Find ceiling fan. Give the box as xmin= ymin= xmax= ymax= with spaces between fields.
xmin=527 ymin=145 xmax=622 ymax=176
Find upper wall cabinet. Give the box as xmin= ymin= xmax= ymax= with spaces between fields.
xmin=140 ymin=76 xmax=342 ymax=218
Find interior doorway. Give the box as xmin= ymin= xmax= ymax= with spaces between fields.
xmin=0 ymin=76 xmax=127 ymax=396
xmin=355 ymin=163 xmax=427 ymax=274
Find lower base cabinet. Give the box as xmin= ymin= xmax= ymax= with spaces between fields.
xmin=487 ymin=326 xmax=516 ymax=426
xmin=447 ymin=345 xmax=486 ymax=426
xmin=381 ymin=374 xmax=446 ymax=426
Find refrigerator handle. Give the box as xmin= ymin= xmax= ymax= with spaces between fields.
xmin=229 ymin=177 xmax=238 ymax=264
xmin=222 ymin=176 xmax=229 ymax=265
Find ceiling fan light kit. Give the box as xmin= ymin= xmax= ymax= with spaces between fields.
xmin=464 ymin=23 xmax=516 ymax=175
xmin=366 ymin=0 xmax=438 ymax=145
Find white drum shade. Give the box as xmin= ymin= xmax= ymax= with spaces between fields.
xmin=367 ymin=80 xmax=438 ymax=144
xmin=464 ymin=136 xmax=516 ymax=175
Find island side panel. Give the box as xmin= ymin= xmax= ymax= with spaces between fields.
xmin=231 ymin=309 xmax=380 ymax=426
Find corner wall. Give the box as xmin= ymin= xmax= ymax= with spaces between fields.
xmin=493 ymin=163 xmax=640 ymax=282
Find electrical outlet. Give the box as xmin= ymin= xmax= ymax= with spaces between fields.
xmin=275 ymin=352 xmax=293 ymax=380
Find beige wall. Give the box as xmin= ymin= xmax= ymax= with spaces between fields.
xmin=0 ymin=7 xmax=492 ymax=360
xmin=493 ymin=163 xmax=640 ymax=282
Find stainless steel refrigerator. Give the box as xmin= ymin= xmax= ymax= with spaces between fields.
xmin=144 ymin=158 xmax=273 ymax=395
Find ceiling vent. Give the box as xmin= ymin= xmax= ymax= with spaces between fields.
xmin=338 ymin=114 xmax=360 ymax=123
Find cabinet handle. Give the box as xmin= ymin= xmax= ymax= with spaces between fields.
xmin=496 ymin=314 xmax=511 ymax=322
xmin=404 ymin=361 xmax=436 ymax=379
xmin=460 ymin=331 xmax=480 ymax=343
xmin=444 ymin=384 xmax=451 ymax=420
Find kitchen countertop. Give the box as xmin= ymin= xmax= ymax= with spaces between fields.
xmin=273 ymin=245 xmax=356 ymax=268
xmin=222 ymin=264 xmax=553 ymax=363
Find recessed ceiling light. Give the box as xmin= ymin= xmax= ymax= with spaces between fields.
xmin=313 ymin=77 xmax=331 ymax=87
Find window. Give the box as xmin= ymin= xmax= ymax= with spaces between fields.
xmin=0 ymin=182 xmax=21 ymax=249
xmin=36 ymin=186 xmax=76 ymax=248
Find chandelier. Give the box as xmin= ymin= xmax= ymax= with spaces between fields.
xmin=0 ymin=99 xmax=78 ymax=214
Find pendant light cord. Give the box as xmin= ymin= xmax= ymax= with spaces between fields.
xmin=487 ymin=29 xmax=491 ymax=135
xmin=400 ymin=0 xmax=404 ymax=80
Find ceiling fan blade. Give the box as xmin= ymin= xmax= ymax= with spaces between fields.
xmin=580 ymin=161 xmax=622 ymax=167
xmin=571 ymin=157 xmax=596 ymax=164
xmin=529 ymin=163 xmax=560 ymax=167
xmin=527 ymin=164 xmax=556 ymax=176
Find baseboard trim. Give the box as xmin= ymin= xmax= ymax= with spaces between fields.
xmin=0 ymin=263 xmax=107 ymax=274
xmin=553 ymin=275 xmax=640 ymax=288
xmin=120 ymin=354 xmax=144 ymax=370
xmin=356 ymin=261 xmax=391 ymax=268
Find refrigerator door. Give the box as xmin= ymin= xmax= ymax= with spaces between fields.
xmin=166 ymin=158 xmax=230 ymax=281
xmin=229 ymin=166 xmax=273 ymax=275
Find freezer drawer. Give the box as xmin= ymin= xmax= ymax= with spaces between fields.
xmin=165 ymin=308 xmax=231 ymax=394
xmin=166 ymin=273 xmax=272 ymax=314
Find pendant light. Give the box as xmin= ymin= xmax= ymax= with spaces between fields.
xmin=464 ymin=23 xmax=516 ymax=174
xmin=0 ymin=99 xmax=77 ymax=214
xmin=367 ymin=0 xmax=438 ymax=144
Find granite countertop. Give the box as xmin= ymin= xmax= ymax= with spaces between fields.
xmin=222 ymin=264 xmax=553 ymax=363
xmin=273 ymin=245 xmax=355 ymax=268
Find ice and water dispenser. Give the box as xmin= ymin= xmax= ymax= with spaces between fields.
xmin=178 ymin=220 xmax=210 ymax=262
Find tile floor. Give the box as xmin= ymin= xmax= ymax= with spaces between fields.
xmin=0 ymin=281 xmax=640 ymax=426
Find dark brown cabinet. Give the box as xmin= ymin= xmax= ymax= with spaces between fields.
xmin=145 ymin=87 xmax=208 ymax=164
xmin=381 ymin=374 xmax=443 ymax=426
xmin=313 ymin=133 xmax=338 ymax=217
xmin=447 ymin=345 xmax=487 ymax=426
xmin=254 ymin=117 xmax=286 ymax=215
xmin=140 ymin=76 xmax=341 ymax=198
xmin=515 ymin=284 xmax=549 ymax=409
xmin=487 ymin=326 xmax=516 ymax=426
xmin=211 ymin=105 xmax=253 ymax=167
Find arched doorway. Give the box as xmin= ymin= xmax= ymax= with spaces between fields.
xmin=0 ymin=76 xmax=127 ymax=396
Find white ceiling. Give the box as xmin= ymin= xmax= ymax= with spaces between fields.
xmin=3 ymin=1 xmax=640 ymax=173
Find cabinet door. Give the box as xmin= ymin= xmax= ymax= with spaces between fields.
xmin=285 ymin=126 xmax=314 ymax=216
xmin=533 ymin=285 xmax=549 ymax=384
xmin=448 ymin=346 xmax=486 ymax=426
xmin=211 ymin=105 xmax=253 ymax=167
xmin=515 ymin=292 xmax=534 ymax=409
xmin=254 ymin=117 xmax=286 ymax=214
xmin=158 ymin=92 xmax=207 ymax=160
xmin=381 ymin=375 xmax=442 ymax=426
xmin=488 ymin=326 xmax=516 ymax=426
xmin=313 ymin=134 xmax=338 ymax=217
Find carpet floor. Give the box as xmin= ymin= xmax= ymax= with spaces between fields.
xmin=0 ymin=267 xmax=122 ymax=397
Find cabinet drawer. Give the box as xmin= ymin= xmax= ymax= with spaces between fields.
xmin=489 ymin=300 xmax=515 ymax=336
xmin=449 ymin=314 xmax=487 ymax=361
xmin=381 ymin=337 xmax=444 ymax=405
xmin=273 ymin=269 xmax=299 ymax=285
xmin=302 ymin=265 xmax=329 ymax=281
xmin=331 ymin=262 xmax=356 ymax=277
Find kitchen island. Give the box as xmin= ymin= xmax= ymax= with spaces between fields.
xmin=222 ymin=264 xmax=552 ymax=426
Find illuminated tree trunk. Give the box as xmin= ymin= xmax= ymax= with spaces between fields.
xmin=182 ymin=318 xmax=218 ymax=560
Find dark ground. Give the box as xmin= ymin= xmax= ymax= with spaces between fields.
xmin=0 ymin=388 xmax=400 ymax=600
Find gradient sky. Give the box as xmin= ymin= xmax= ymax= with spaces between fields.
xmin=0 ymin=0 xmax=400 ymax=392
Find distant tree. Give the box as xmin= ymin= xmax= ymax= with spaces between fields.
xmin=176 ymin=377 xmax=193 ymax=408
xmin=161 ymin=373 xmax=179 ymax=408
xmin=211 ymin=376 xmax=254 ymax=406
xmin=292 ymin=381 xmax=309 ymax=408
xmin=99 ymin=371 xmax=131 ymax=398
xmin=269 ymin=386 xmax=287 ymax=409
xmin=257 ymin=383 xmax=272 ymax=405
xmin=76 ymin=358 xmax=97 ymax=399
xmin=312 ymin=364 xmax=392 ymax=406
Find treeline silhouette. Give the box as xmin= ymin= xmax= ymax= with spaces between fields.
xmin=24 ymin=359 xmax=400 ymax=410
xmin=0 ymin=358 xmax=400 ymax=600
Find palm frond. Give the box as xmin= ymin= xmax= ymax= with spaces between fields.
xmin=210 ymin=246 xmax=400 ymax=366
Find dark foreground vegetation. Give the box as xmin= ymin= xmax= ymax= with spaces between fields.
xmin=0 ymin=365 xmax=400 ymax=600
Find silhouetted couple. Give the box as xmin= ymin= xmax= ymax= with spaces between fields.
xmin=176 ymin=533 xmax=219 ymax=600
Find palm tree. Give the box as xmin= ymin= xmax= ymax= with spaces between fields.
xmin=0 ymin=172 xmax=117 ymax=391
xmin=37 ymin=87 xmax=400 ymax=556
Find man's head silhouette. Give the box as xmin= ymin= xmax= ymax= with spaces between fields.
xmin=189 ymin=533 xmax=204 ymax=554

**What needs to be done:** Copy out the lines from the one containing "Find arched doorway." through the one containing "xmin=222 ymin=264 xmax=552 ymax=426", including the requests. Multiply each box coordinate in the answers by 2.45 and round to the nearest whole number, with halves rounding up.

**Task response:**
Find arched doorway. Give the box as xmin= ymin= xmax= ymax= with spaces between fields.
xmin=0 ymin=186 xmax=311 ymax=970
Find white ceiling. Give the box as xmin= ymin= xmax= ymax= with spaces between fields.
xmin=7 ymin=2 xmax=1568 ymax=424
Find cabinet door. Give the box as xmin= ymin= xmax= ymax= with spaces between fields.
xmin=698 ymin=309 xmax=769 ymax=529
xmin=1306 ymin=698 xmax=1345 ymax=941
xmin=1098 ymin=848 xmax=1191 ymax=1044
xmin=517 ymin=257 xmax=620 ymax=409
xmin=1262 ymin=715 xmax=1308 ymax=1002
xmin=622 ymin=287 xmax=701 ymax=524
xmin=387 ymin=225 xmax=507 ymax=392
xmin=933 ymin=919 xmax=1083 ymax=1044
xmin=1196 ymin=799 xmax=1264 ymax=1044
xmin=767 ymin=328 xmax=828 ymax=532
Find carpet floor. Give the box as xmin= ymin= xmax= ymax= with spaces between fields.
xmin=0 ymin=654 xmax=299 ymax=973
Find cabinet drawer. Give the box as xmin= ymin= xmax= ymax= with spaces between fields.
xmin=1198 ymin=735 xmax=1262 ymax=823
xmin=1100 ymin=769 xmax=1193 ymax=884
xmin=933 ymin=826 xmax=1088 ymax=992
xmin=669 ymin=659 xmax=733 ymax=698
xmin=740 ymin=649 xmax=806 ymax=688
xmin=811 ymin=642 xmax=872 ymax=679
Find kitchen island. Give the box as xmin= ymin= xmax= ymax= with spaces between fields.
xmin=544 ymin=647 xmax=1352 ymax=1044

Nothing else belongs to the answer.